[Brief] From the records below, take each line where the string "terrain" shows up and copy it.

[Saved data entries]
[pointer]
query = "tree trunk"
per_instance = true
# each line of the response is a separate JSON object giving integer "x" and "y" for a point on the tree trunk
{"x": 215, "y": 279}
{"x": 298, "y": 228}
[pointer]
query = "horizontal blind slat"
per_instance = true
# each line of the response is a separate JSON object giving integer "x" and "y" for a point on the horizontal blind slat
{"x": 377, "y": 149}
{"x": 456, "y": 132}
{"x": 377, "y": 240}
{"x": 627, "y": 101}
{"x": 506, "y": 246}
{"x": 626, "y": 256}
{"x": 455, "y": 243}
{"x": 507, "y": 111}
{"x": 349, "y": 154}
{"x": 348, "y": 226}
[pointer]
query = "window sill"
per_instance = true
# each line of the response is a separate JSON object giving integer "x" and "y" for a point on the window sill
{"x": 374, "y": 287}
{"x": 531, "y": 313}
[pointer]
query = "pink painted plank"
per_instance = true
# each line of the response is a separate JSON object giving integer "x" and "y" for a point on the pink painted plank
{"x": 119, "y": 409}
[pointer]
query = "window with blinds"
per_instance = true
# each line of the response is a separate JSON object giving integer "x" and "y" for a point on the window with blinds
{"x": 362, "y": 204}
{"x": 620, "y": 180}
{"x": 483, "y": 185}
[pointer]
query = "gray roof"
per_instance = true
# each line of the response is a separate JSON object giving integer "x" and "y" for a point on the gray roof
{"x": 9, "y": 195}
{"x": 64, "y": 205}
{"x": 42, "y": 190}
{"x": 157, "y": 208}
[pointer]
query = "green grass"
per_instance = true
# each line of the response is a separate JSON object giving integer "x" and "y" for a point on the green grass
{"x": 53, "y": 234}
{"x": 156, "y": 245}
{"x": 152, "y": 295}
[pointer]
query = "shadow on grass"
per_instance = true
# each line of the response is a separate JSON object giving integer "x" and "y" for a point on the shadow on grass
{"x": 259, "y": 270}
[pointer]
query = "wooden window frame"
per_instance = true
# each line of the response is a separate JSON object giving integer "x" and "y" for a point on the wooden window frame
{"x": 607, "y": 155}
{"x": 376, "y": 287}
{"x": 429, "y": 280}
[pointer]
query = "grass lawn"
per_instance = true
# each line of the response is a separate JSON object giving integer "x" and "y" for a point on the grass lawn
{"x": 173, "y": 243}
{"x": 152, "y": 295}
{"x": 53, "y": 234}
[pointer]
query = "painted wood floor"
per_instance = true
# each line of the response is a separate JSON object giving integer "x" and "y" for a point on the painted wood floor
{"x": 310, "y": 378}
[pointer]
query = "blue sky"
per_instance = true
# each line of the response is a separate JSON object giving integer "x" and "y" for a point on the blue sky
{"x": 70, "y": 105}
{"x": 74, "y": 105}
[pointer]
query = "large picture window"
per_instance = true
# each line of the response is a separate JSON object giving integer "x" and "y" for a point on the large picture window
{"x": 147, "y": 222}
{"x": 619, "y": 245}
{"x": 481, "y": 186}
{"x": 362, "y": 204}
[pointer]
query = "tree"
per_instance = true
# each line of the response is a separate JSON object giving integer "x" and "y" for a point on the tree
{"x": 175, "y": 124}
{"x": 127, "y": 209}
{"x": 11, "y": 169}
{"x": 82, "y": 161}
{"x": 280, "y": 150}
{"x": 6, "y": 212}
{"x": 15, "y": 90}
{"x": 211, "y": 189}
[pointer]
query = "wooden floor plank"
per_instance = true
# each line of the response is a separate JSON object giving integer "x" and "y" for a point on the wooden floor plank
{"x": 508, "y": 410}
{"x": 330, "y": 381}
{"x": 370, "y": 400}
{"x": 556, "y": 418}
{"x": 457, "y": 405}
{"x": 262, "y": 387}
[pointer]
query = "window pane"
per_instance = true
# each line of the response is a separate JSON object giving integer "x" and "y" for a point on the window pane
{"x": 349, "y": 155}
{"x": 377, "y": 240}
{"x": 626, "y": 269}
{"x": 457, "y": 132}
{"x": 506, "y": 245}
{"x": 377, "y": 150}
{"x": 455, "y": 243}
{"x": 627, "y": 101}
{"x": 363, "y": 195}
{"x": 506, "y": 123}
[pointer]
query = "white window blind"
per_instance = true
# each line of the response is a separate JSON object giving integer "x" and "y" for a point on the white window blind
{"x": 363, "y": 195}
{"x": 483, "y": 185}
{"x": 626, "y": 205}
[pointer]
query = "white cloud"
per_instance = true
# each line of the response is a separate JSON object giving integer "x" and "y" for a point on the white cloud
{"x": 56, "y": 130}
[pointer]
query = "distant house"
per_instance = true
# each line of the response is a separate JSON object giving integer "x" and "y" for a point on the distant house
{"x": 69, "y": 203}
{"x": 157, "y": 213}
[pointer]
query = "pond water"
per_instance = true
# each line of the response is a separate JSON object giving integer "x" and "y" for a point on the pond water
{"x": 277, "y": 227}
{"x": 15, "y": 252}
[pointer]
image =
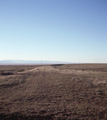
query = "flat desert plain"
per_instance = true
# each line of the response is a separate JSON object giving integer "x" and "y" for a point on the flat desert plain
{"x": 53, "y": 92}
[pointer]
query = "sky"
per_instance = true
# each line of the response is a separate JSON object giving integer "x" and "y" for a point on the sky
{"x": 56, "y": 30}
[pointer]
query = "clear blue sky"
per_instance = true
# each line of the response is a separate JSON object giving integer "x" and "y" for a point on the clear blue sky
{"x": 57, "y": 30}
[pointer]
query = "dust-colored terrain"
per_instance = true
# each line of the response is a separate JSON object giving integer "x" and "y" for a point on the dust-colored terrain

[Output for this exercise]
query = "dust-colored terrain"
# each line of the response is a separate JSON object giving integer "x" and "y" for a point on the dust-colored terrain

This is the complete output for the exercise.